[Opening Exercise materials section]

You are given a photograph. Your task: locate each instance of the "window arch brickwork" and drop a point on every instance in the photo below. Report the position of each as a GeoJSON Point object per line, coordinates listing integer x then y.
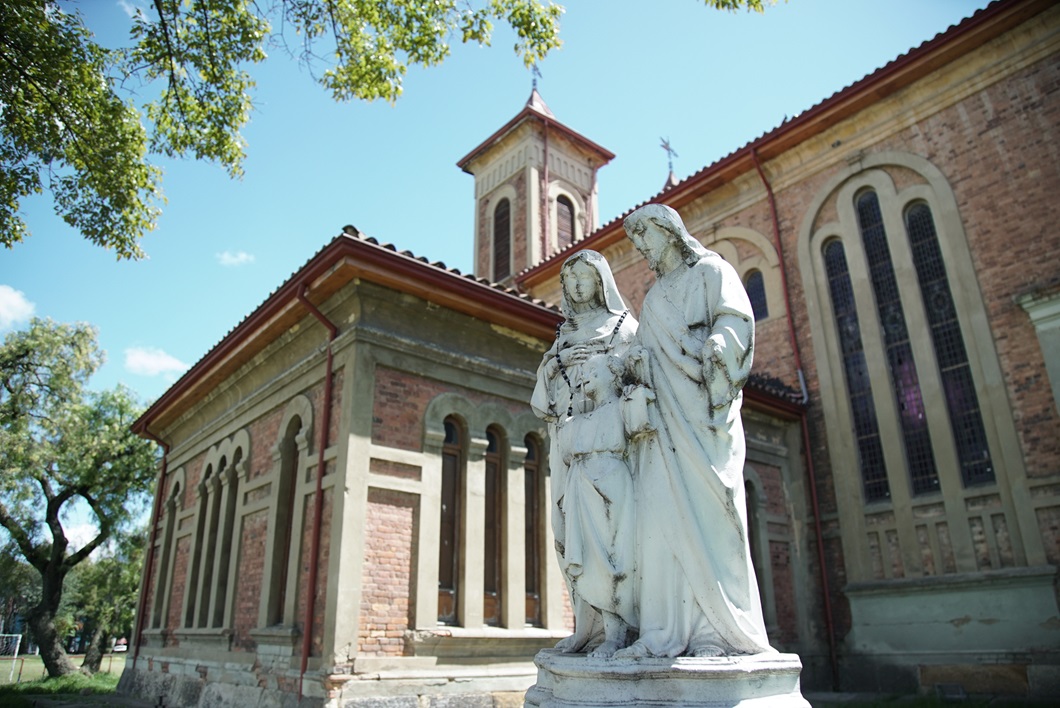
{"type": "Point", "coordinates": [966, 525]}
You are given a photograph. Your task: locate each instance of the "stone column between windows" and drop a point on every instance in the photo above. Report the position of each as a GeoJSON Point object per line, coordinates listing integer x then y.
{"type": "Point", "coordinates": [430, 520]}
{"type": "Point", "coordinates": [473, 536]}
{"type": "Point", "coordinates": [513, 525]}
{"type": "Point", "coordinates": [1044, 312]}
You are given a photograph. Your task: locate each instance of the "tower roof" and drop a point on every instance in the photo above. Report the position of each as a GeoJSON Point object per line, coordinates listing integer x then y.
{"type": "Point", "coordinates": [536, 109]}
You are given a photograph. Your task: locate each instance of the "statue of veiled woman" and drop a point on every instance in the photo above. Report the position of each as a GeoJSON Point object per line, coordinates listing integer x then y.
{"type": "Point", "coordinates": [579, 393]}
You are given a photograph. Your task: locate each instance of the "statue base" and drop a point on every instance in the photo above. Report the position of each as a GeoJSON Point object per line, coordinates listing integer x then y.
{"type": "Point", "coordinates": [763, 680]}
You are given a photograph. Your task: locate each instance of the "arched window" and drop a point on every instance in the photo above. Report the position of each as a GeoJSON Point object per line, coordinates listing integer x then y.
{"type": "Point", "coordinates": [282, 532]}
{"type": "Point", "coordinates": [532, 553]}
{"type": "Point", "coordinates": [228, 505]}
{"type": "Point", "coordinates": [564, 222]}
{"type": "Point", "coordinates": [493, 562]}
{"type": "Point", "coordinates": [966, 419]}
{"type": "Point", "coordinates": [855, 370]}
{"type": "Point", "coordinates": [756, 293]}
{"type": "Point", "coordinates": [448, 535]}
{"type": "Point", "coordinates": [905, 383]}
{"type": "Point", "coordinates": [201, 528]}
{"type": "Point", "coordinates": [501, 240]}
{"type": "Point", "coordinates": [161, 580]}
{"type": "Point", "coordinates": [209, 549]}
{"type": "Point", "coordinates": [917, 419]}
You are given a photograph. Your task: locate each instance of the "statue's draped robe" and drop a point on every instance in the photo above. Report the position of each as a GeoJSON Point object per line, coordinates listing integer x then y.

[Closing Exercise materials section]

When pictures appear among the entries, skip them and copy all remaining text precisely.

__Reply__:
You are given a photograph. Your task: locate each instance of the "window arch brickwork" and drop a point on every instance in the photo below. Report the position of each as a GeoJSON Point object per line, coordinates listing integer x then y.
{"type": "Point", "coordinates": [966, 525]}
You are given a photograph. Your task: locate each instance of the "stone column between windows" and drop a point on every instance in the photo above. Report the position of each as a GeoJSON Point object per line, coordinates listing integer x then y.
{"type": "Point", "coordinates": [430, 520]}
{"type": "Point", "coordinates": [473, 536]}
{"type": "Point", "coordinates": [513, 525]}
{"type": "Point", "coordinates": [1044, 312]}
You are given a photograph. Your task: locate each instance of the "tower roof" and drop a point on every instance in the photo above. Report the position of each as a GeoJSON Point object per line, coordinates listing integer x then y.
{"type": "Point", "coordinates": [536, 109]}
You are given a photograph. Your task: locate each instance of the "statue of veiled woman" and drop a point on every instance in the photo above. Report the position of each as a GeoJSON Point object per line, coordinates listing integer x then y.
{"type": "Point", "coordinates": [579, 393]}
You are given a photograph. Your task: locate each instance of the "statue base" and drop a point on every instance in the photo above. Report the position of each as a GeoJSON Point object per line, coordinates listing integer x then y.
{"type": "Point", "coordinates": [763, 680]}
You are given a photograph. Your task: locate each instance of the "arched window" and drop a point on every instance in the photo above. Report the position of each as a GeoJSON Point object per line, coordinates listing integer x then y.
{"type": "Point", "coordinates": [282, 532]}
{"type": "Point", "coordinates": [532, 553]}
{"type": "Point", "coordinates": [228, 505]}
{"type": "Point", "coordinates": [564, 222]}
{"type": "Point", "coordinates": [493, 562]}
{"type": "Point", "coordinates": [966, 419]}
{"type": "Point", "coordinates": [855, 370]}
{"type": "Point", "coordinates": [756, 293]}
{"type": "Point", "coordinates": [448, 535]}
{"type": "Point", "coordinates": [905, 383]}
{"type": "Point", "coordinates": [201, 528]}
{"type": "Point", "coordinates": [501, 240]}
{"type": "Point", "coordinates": [161, 580]}
{"type": "Point", "coordinates": [209, 549]}
{"type": "Point", "coordinates": [917, 419]}
You are given a photograph. Your task: locate each instance of the "statue's draped robe" and drop a point on every instance in the photo above. Report the position of each as a GeoJSON Point object per line, coordinates listing integer x then y.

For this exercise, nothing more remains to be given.